ПИСЬМЕННОЕ ЗАДАНИЕ 1:
Ответьте по исходному тексту:
(a) В каких городах проходили антивоенные демонстрации, в которых автор участвовал в первую неделю войны?
(b) Какое событие 1993 года названо в тексте началом масштабных трансформаций?
(c) Эссе какого автора упоминается в связи с «орнаментами масс»?
··· ИСХОДНЫЙ ТЕКСТ
Мостовая у консульства России во Франкфурте-на-Майне

Мостовая у консульства России во Франкфурте-на-Майне

Frank Rumpenhorst/dpa/Global Look Press

Моя реакция на новости утра 24 февраля мало чем отличалась от реакции большинства: шок, ужас, невозможность полностью осознать реальность происходящего. В предыдущие месяцы, зная о концентрации российских войск на украинской границе и представляя себе масштаб влияния так называемых «силовиков» на принятие решений в стране, я все же не мог поверить, что путинская Россия решится на этот самоубийственный шаг. И тем более мне было сложно себе представить, что российское общество с такой глубокой покорностью примет новое положение вещей. Мое участие в антивоенных демонстрациях в Москве и Петербурге в первую неделю войны еще больше усилило эти ощущения: слабый голос нескольких тысяч протестующих тонул в глухом молчании большинства.

Каждый новый день войны, с чудовищными фактами насилия в Буче, бомбардировок Мариуполя и варварских атак на украинские города, как будто освещал ярким светом прежде не до конца понятый смысл последних тридцати лет постсоветской истории России. Это история масштабных экономических и социальных трансформаций, которые, начиная с расстрела парламента в 1993 году, не только стали фундаментом нынешней диктатуры, с ее агрессивной внешней политикой и репрессивной внутренней. Но они еще практически лишили общество какой-либо агентности, превратив его в податливый материал для планов элит.

24 февраля стало финальной победой (пользуясь терминами французского философа Жака Рансьера) «полиции» над «политикой». Российское общество не было готово к войне и не желало этой войны, но в своем большинстве встретило ее как неизбежную судьбу, которой невозможно противостоять. Необъявленное военное положение сегодня исключает любые формы самоорганизации, даже те, которые направлены на поддержку российской агрессии — это остается монополией правительства и должно выражаться только в формах, одобренных и управляемых сверху. Несмотря на скрытое недовольство и многочисленные изолированные акты протеста,

сегодня российское общество представляет собой пассивный ресурс, используемый властью: для пополнения армии, экономической эксплуатации и демонстрации массовой поддержки.

Символом этого состояния стали многочисленные «акции солидарности» с российской армией, когда работников государственного сектора, студентов и школьников выстраивают в форме буквы Z — зловещей эмблемы вторжения в Украину. Эти орнаменты масс имеют абсолютно тот же смысл, что и столетие назад, когда о них писал Зигфрид Кракауэр в своем знаменитом эссе — распад личности на отдельные телесные элементы, которые оказываются включены в процесс капиталистического производства (а также идеологического воспроизводства).

Иными словами, перед нами не только результаты распада общества на атомы, но и распад человека на части, которые включены в политическую и экономическую машину согласно ее собственной рациональности. В этом смысле сегодняшнюю путинскую Россию нельзя считать исключением из глобальной ситуации и объяснять военное решение Владимира Путина только лишь идеологическими причинами, укорененными в имперском наследии. За националистической риторикой официальной российской пропаганды можно увидеть более глубокую структуру рациональности, которая заключается в том, что мир определяется лишь вечной борьбой всех против всех за частные интересы и доминирование.
······
ПИСЬМЕННОЕ ЗАДАНИЕ 2: Соберите из записей все строки, в которых встречается слово «petal», с учетом регистра.
··· СПИСОК ЗАПИСЕЙ
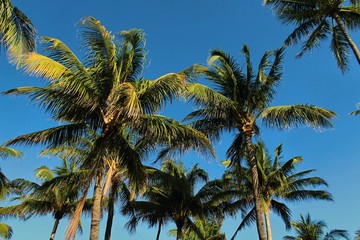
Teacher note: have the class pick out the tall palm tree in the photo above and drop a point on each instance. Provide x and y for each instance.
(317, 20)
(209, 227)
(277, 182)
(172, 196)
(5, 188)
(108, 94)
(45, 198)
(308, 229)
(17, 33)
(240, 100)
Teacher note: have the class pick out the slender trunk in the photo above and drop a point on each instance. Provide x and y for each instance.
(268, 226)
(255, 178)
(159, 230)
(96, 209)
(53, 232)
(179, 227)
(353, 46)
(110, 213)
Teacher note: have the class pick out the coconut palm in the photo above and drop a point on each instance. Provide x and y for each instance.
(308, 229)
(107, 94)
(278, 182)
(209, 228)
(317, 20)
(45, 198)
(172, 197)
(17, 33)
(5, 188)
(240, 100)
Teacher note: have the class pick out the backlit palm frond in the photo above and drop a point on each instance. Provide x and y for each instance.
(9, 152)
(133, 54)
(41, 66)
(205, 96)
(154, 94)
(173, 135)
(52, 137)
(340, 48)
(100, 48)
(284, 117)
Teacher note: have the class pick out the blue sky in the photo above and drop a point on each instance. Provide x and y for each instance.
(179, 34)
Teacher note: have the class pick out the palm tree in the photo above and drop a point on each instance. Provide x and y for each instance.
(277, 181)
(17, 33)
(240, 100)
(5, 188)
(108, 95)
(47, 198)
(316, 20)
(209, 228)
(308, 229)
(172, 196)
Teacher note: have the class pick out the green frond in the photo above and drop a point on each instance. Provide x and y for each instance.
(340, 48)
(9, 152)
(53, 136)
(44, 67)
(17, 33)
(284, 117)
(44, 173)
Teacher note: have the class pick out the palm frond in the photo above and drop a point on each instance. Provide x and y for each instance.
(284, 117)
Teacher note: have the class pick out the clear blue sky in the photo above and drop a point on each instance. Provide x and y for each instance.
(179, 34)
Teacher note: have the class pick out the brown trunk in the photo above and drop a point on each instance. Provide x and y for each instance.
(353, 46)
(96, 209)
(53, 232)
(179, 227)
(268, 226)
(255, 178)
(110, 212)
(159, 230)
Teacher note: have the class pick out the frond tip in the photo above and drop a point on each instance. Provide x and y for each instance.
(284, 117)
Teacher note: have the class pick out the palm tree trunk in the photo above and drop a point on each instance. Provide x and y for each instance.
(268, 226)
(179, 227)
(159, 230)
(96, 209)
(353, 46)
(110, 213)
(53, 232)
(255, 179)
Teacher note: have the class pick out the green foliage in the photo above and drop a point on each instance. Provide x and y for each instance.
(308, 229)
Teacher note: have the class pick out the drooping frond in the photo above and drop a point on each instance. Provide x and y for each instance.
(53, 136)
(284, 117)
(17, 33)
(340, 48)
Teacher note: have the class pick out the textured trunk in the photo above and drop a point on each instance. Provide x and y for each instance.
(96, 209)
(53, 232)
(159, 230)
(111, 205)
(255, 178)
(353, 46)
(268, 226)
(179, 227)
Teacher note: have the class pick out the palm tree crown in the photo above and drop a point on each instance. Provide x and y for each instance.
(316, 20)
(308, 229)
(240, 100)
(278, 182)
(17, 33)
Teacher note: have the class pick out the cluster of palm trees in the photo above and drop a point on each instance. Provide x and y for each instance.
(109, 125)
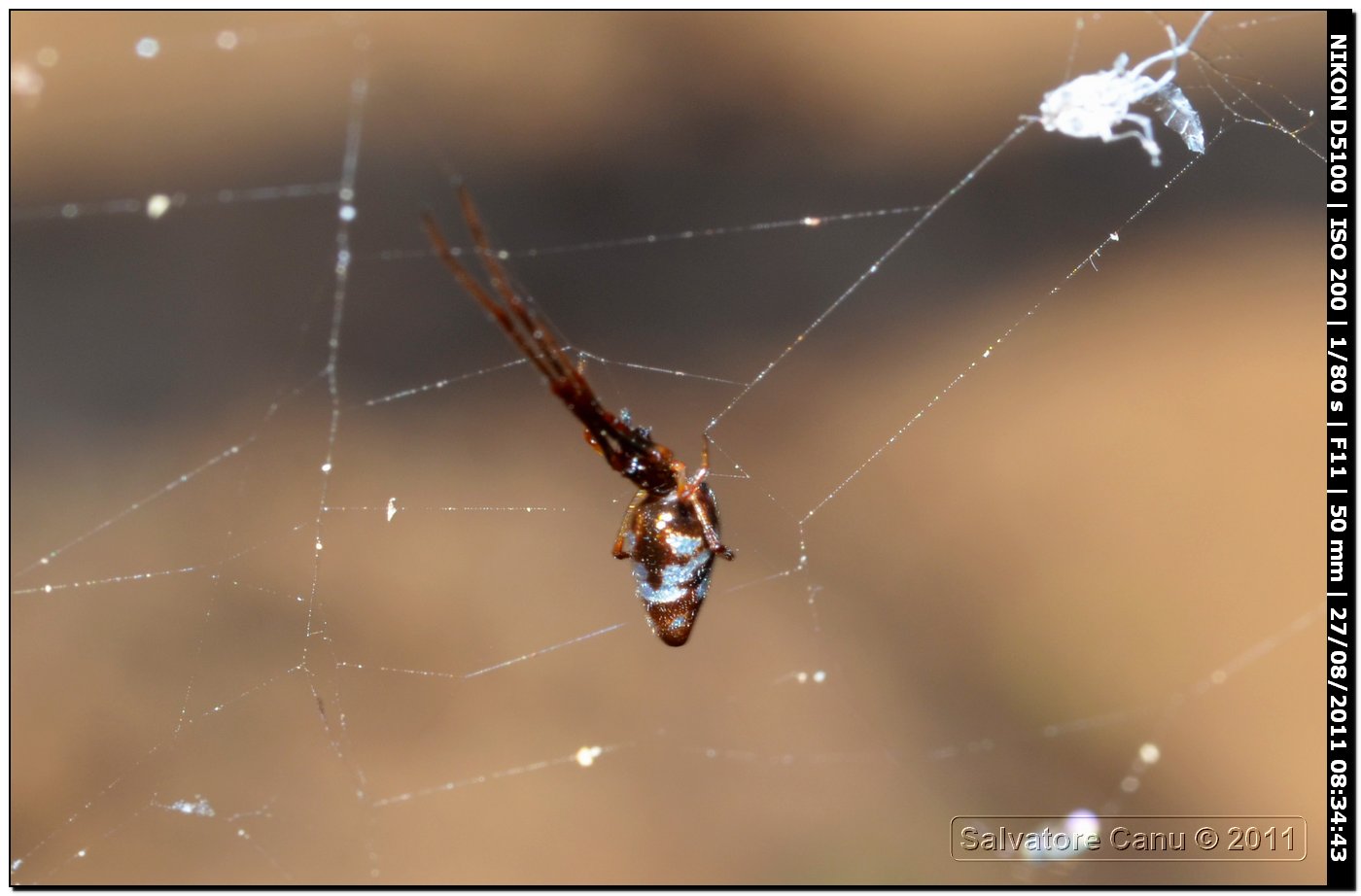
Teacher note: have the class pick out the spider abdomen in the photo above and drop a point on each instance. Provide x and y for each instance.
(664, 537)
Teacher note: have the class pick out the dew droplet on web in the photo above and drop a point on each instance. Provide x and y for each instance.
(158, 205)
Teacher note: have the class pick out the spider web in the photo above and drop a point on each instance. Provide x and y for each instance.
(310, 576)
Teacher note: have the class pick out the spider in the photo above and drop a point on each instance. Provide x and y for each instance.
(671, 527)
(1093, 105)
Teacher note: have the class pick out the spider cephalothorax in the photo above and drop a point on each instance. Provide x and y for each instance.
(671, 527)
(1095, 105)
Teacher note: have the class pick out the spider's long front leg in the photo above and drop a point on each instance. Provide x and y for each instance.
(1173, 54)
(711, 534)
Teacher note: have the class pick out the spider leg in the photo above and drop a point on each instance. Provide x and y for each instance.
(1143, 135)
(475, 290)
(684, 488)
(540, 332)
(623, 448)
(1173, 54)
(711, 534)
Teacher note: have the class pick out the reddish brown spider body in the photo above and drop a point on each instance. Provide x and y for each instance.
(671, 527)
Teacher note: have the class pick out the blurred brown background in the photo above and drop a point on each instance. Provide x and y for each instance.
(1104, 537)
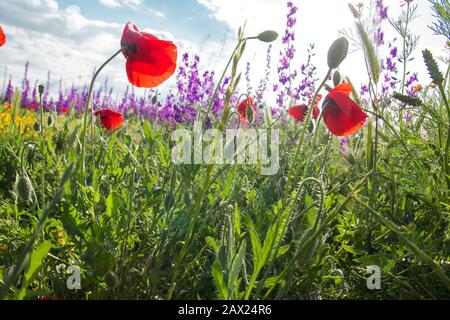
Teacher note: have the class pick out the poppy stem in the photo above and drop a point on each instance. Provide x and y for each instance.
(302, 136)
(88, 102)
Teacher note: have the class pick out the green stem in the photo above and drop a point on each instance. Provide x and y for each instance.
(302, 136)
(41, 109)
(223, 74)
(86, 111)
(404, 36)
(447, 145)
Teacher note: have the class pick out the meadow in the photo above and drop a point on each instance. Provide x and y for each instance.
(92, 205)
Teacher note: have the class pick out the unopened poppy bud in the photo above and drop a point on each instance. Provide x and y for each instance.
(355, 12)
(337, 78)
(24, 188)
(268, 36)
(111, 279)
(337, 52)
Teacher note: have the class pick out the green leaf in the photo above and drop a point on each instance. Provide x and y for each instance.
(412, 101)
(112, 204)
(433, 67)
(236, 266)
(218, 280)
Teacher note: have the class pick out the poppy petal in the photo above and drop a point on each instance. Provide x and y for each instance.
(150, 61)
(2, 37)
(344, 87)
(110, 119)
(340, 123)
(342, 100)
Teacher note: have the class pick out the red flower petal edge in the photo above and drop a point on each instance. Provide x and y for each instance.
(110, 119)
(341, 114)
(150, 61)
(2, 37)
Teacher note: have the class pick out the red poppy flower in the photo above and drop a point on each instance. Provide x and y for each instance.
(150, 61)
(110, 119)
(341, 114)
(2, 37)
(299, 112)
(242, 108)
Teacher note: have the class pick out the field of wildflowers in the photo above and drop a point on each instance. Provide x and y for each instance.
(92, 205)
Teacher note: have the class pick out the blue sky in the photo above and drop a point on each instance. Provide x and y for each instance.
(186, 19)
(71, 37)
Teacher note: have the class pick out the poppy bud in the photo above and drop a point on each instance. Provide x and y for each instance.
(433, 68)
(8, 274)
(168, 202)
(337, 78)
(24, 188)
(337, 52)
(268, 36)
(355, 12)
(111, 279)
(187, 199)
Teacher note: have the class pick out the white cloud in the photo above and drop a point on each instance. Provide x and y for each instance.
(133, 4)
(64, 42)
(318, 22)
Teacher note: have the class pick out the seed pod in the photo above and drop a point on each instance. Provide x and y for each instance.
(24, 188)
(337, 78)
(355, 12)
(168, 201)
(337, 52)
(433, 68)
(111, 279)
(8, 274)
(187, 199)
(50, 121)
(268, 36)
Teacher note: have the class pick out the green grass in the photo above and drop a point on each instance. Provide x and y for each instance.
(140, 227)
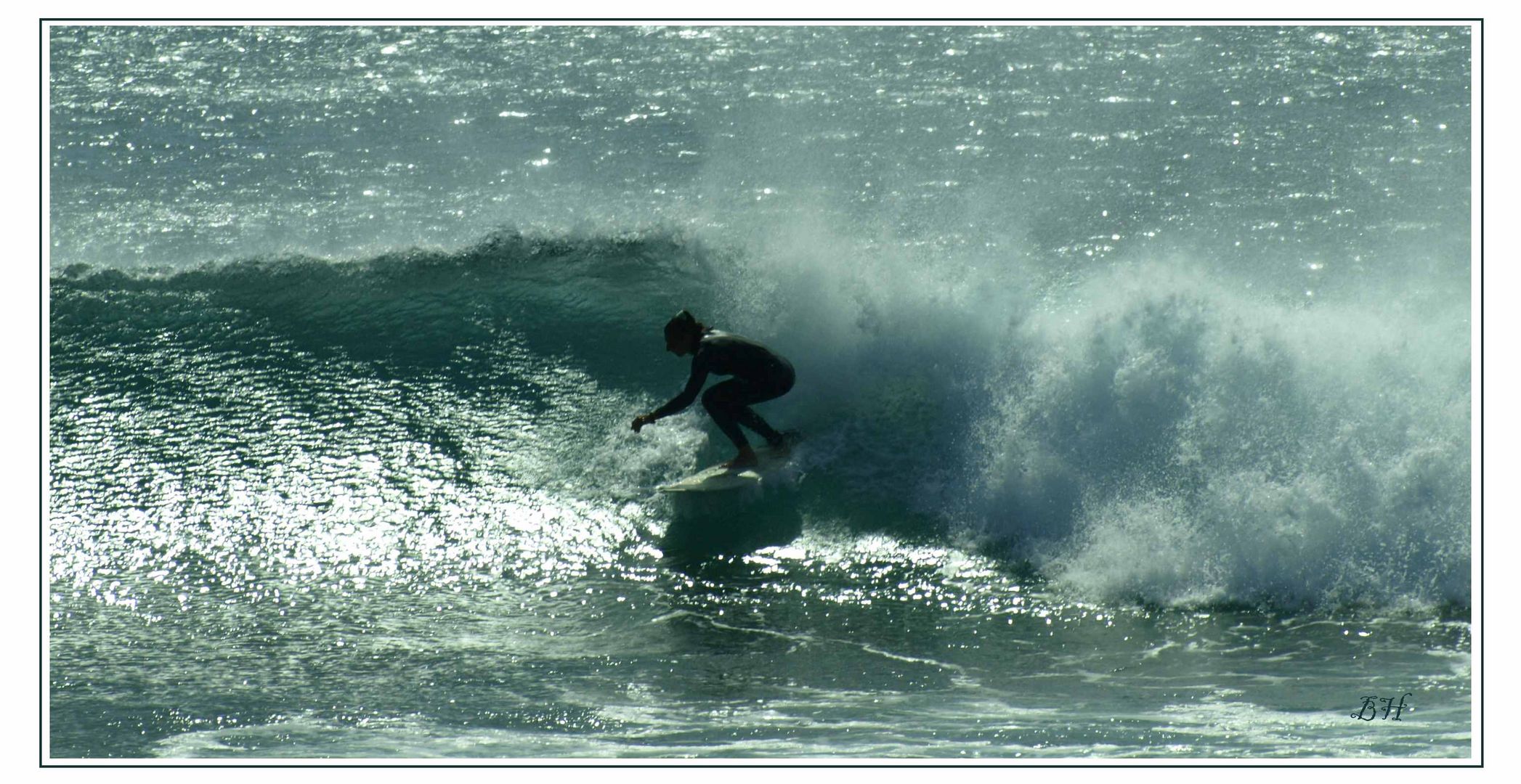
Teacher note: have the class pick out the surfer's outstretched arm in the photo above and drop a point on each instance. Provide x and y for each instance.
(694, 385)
······
ОТВЕТ 1:
(a) В Москве и Петербурге.
(b) Расстрел парламента.
(c) Эссе Зигфрида Кракауэра.

ОТВЕТ 2:
Teacher note: have the class pick out the poppy petal in the photo above and drop a point on each instance. Provide x and y for each instance.
Teacher note: have the class pick out the red flower petal edge in the photo above and drop a point on each instance. Provide x and y for each instance.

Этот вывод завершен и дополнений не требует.